Restate, word for word, all of the material shown below.

──────

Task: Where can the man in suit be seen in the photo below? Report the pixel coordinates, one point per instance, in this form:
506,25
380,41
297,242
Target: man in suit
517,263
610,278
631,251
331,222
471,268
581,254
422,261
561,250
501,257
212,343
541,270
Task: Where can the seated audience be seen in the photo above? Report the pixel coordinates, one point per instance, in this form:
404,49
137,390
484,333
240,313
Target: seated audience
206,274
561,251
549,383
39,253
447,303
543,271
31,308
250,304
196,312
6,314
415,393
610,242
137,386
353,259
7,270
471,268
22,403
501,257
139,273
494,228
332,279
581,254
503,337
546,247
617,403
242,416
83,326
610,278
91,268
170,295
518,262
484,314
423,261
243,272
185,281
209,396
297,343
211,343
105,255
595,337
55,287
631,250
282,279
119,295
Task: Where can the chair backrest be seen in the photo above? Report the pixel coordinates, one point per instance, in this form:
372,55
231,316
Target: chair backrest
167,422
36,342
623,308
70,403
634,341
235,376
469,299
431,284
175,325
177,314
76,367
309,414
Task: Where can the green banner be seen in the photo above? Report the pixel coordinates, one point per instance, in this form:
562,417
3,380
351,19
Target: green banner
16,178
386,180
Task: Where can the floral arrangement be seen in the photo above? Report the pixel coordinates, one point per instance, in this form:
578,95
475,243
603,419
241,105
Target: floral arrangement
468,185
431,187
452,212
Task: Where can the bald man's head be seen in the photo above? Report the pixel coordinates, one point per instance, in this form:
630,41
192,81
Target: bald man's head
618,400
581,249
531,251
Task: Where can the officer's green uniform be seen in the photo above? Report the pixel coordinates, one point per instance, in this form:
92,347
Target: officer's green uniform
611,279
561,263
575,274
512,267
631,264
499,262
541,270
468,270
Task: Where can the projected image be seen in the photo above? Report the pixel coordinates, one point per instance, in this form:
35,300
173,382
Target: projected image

──────

Expected answer:
Task: Where can the man in suit be seen in the photo below? Report the pixel coordinates, one point per instance, in this form:
506,25
380,41
297,242
Target: man in suit
517,263
610,278
631,251
331,222
471,268
581,254
422,261
561,250
501,257
212,343
541,270
Task: Where can the seated audience be seen in the photo above? Report the pixel coordinates, one point per instance, in this form:
404,49
137,390
484,333
240,313
Target: seated audience
206,274
561,251
549,383
39,253
447,303
543,271
31,308
250,304
196,312
6,314
415,393
610,242
137,386
353,259
7,270
471,268
22,403
501,257
139,273
494,228
332,279
581,254
503,337
546,247
617,403
242,416
83,326
610,278
91,268
170,295
518,262
484,314
423,261
243,272
185,281
209,396
297,343
211,343
105,255
595,337
55,287
631,250
282,279
119,295
Task: Where can the chair backrest be seen in the photo above? Report the pixel coordinates, one point per instance, in this form:
372,55
231,316
Target: chair backrest
167,422
36,342
623,308
70,403
634,341
235,376
469,299
431,284
175,325
177,314
76,367
309,414
Task: Where can the green banner be seen in the photo above? Report the pixel coordinates, one point per instance, in this form:
562,417
3,380
351,19
Target: green banner
16,178
386,180
Task: Where can the floral arrangement be seen in the photo above? Report the pixel coordinates, one point per instance, in this form:
578,95
475,243
603,419
241,105
Target: floral arrangement
468,185
431,187
452,212
Task: Where can the bald man's head be seen in the photo above? Report the pixel coordinates, one point per instance, in this form:
630,41
192,81
Target: bald man's head
618,400
581,249
531,251
Task: Where can the officer's green uniform be seen in the photo above? Report the pixel coordinates, one point per instance, in this form:
92,347
Target: officer's green uniform
611,279
561,263
575,274
512,267
631,264
499,262
541,270
468,270
Task: Where can the projected image be seen in the photo above? Report the pixel coordinates, one point per instance, in this form:
35,300
173,382
Target: projected image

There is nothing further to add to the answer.